* START SUPPLIED RECORDS *
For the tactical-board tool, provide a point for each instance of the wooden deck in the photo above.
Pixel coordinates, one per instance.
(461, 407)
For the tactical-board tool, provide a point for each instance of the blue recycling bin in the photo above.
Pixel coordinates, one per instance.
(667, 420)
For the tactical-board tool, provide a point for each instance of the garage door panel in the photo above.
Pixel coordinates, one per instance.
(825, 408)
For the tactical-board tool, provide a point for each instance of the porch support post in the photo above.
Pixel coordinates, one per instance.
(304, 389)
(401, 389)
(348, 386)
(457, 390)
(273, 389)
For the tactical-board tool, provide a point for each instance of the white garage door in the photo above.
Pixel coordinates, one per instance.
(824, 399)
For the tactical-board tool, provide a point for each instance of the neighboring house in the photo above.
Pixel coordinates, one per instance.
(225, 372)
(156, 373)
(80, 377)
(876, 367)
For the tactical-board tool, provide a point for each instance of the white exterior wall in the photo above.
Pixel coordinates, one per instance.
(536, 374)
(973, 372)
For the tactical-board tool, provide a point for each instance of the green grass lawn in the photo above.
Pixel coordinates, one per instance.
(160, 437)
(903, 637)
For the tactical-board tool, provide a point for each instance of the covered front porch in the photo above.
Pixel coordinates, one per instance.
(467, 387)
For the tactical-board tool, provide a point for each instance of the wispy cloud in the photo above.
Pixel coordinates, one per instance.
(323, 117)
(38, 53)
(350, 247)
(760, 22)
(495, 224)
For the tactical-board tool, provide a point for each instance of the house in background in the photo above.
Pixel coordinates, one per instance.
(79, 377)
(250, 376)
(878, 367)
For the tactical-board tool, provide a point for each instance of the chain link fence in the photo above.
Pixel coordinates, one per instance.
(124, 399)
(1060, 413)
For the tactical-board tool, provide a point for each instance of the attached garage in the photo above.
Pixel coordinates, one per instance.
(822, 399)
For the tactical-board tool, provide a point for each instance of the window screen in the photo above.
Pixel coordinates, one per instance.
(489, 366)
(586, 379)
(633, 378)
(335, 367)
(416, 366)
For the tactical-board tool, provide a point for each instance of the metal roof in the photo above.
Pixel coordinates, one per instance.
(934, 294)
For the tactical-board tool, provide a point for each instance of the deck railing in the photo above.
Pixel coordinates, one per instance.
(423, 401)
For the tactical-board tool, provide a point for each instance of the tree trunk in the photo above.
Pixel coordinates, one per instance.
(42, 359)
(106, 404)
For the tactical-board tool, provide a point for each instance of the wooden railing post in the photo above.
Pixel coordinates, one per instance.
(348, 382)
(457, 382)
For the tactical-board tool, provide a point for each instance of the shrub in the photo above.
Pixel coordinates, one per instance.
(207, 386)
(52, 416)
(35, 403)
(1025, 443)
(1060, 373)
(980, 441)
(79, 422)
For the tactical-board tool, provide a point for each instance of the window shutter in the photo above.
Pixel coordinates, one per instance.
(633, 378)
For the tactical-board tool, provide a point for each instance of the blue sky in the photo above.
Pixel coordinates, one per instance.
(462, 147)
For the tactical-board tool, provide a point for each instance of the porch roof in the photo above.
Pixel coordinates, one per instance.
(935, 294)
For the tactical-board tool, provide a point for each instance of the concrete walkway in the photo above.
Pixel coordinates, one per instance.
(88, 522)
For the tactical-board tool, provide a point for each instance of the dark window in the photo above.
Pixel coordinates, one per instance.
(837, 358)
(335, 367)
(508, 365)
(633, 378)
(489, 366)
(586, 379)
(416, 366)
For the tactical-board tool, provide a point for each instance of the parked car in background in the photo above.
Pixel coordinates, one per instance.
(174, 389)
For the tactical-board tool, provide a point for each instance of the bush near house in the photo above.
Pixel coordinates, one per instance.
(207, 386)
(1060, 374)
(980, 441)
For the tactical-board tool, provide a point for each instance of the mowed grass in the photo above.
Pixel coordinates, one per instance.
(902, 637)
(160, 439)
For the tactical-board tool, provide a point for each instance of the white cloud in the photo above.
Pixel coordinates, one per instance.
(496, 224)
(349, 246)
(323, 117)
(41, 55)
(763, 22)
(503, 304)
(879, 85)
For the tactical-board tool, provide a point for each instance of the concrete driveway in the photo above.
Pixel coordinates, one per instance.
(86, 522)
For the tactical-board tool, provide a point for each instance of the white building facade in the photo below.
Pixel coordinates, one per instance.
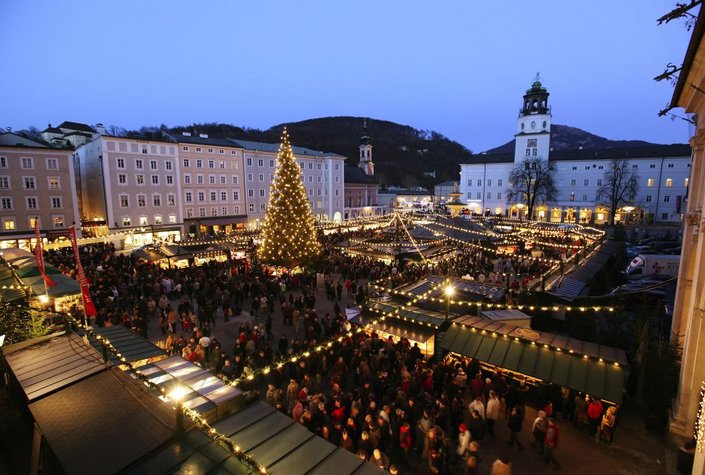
(662, 172)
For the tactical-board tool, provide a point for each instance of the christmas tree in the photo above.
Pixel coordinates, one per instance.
(289, 233)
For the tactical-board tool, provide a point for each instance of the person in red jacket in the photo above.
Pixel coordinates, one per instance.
(551, 443)
(405, 437)
(594, 412)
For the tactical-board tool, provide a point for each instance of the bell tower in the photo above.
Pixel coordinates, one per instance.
(366, 152)
(533, 137)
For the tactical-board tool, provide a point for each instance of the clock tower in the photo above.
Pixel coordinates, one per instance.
(533, 136)
(366, 152)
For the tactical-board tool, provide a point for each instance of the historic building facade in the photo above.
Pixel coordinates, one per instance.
(662, 172)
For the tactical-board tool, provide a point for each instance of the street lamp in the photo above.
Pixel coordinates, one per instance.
(449, 291)
(177, 395)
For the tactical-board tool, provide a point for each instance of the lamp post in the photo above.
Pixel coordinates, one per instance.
(177, 395)
(449, 291)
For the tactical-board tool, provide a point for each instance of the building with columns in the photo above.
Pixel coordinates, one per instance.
(361, 185)
(688, 326)
(662, 171)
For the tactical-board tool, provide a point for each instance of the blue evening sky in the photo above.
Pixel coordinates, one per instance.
(458, 67)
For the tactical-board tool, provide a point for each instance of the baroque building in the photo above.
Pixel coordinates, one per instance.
(662, 172)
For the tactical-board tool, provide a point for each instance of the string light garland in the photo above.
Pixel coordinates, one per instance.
(700, 421)
(198, 420)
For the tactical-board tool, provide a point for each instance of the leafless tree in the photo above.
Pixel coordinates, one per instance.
* END SUPPLIED RECORDS *
*OBJECTIVE*: Quote the data above in full and without alteration; skip the pictures.

*RESPONSE*:
For the tactical-board tool, provide a point for each instance of the wooden deck in the photo above.
Pixel coordinates, one per instance.
(461, 407)
For the tactical-board tool, provide a point for each instance of the blue recycling bin in the photo above.
Pixel coordinates, one per instance.
(667, 420)
For the tactical-board tool, provide a point for each instance of the garage door panel in the photo above.
Pixel coordinates, one per instance.
(825, 408)
For the tactical-board tool, provide a point for each instance of the porch support post in the photo above.
Pixel coordinates, one per instance.
(304, 389)
(401, 389)
(348, 386)
(457, 390)
(273, 389)
For the tactical-board tool, provide a point for each instance of the white garage door in the photo above.
Pixel coordinates, one per instance.
(824, 399)
For the tactical-board tool, provide a point for each instance of the neighboring house in the photo above.
Pixel coordinates, one per instance.
(225, 372)
(156, 373)
(80, 377)
(876, 367)
For the tactical-board tool, provide a point for each instance of the white exterior wall in the photo above.
Pixel coordinates, one per instance.
(536, 374)
(973, 372)
For the tactical-board tool, provide a point for each instance of the green grass lawn in the photo above.
Pixel coordinates, one per instance.
(160, 437)
(903, 637)
For the tactical-board tool, provide a point for each instance of the covered front porch in the photo above.
Pixel coordinates, one per instance.
(467, 387)
For the tactical-board tool, provide a point for each instance of the wispy cloud in the photo above.
Pixel coordinates, one per instance.
(323, 117)
(38, 53)
(350, 247)
(760, 22)
(495, 224)
For the tactical-board tool, provide a point for each instance of the house in background in the photo above.
Pixel coordinates, one per instance.
(79, 377)
(250, 376)
(878, 367)
For the tactical-board tool, provide a point for each instance of the chain link fence in the photo above.
Pixel coordinates, one per instance.
(124, 399)
(1060, 413)
For the tactical-board tool, provide a point for each instance of the attached garage in the photo above.
Pixel coordinates, one per instance.
(822, 399)
For the tactical-board tool, provide a point for each instance of the window screen in the photo above.
Pixel coordinates, one per instance.
(489, 366)
(586, 379)
(633, 378)
(335, 367)
(416, 366)
For the tactical-board tool, provide a point for each instance of the metal roof in the photo above.
Pixel coordinates, one per instance.
(934, 294)
For the tactical-board tool, provide a point for each instance of the deck railing in the photo above.
Pixel coordinates, one per instance.
(423, 401)
For the tactical-board tool, provide a point for each instance of the tree trunk in the photo above.
Pixel coordinates, one per instance.
(42, 359)
(106, 404)
For the tactical-board tool, provide a point for each instance of the wooden railing post in the photo above.
Pixel coordinates, one per instance.
(348, 382)
(457, 382)
For the tactical-board tool, provide a point for each instance of the shrub in the photo above.
Pixel coordinates, one per instance.
(207, 386)
(52, 416)
(35, 403)
(1025, 443)
(1060, 373)
(980, 441)
(79, 422)
For the tactical-board tool, provide a point for each instance of the window shutter in the photo above.
Pixel coordinates, one per instance.
(633, 378)
For the tactical-board tool, provide a point for each instance of the blue sky in the photo above.
Pixel coordinates, one per instance.
(462, 147)
For the tactical-board tool, provide a point for each instance of the porch roof in the photo above.
Pixel coordinates, one per instance.
(935, 294)
For the tactical-board tool, provide a point for each instance of the concrete walkway in the photo above.
Pixel coordinates, one per instance.
(88, 522)
For the tactical-board tool, provide a point for each instance of the dark window in the photo above.
Pixel coordinates, one per instance.
(837, 358)
(335, 367)
(508, 365)
(633, 378)
(489, 366)
(586, 379)
(416, 366)
For the tactical-board tool, provide a point for each instance of the parked car in background in the photo above.
Pixel coordinates, one per instance.
(174, 389)
For the tactical-board tool, provide a point for each instance of the bush near house in the photo above.
Pixel coordinates, one per instance.
(207, 386)
(1060, 374)
(980, 441)
For the tactical-board tool, provide a point for each instance of the mowed grass in the photo above.
Pixel coordinates, one per instance.
(902, 637)
(160, 439)
For the tactical-board tool, provide a point for each instance of the white cloud in the photo above.
Pixel coordinates, one per instance.
(496, 224)
(349, 246)
(323, 117)
(41, 55)
(763, 22)
(503, 304)
(879, 85)
For the tactical-board tool, provide a point for each instance of the concrete driveway in the photo above.
Pixel coordinates, one per instance.
(86, 522)
For the tactical-board tool, provide a point for each instance of the white building facade in the photo below.
Pixel coordinates, one per instance.
(662, 172)
For the tactical-board tool, provide a point for each instance of the christmas tree in the photo above.
Pixel coordinates, one per instance.
(289, 233)
For the tactical-board tool, provide a point for each instance of the person in red jacket in the photo above.
Pixel coordinates, one per instance.
(551, 443)
(405, 437)
(594, 412)
For the tactical-board tool, provide a point for each instance of the bell tower in the photo above.
Pixel coordinates, one per instance.
(366, 152)
(533, 137)
For the tactical-board tool, provide a point for each instance of the clock tower in the photo above.
Pixel coordinates, one per instance.
(533, 136)
(366, 152)
For the tactical-board tool, provide a point for each instance of the historic building facade in the photo above.
Pixel coordinates, one per instance.
(662, 172)
For the tactical-board tool, provide a point for each instance of the street lamp in the photo above.
Pixel coordinates, one per instance.
(449, 291)
(177, 395)
For the tactical-board tool, provide a point for each instance of the lamp post in the photo above.
Pixel coordinates, one per instance.
(177, 395)
(449, 291)
For the tactical-board tool, provide a point for each instance of the building with columns in the photo above.
Pixel coordinates, one per instance.
(361, 185)
(688, 326)
(662, 171)
For the tactical-board tool, provide a point for each instance of the blue evening sky in the photo above.
Pixel coordinates, one per instance.
(458, 67)
For the tactical-board tool, provide a point for each instance of the baroque building in the photo above.
Pixel coordinates, one per instance.
(662, 172)
For the tactical-board tool, provide a point for each instance of the string light garland in the photo above.
Pixel coordinates, one per instance.
(700, 421)
(198, 420)
For the tactical-board tool, provide a point for each instance of the leafless tree in the photo above.
Pixel coordinates, one per instance.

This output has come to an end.